■ Assignment: For each line in the data below that has the word "rock", copy that line.

START Provided data

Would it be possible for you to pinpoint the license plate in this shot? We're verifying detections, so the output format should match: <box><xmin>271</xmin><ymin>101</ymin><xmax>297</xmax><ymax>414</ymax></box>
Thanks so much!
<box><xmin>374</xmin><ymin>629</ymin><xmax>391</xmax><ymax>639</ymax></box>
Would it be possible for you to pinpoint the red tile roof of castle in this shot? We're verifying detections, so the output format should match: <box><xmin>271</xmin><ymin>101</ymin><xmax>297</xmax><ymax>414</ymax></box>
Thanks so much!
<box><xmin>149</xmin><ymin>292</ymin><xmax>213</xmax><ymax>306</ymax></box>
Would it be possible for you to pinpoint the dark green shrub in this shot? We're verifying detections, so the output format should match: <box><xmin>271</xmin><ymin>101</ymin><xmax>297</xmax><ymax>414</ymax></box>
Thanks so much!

END Provided data
START Provided data

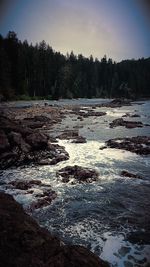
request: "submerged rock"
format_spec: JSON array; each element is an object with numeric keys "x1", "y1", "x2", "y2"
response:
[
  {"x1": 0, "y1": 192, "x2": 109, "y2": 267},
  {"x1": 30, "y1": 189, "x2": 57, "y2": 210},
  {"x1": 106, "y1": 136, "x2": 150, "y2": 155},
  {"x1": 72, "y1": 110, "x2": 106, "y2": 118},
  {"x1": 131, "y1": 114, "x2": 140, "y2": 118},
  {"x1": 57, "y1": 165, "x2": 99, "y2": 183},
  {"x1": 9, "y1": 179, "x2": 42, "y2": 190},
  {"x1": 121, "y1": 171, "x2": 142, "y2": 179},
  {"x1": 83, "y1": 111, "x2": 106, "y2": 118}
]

END Provided data
START Provided data

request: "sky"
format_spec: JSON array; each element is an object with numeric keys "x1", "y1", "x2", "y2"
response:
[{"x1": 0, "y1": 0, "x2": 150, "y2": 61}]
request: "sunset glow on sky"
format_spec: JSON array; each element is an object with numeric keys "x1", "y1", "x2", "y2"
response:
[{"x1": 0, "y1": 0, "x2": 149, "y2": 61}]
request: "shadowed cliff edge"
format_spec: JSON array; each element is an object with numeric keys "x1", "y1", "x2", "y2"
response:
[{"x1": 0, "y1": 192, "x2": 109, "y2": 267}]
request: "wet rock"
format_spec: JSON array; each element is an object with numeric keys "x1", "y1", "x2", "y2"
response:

END Provided data

■ Completed exercise:
request: "submerged rock"
request: "wet rock"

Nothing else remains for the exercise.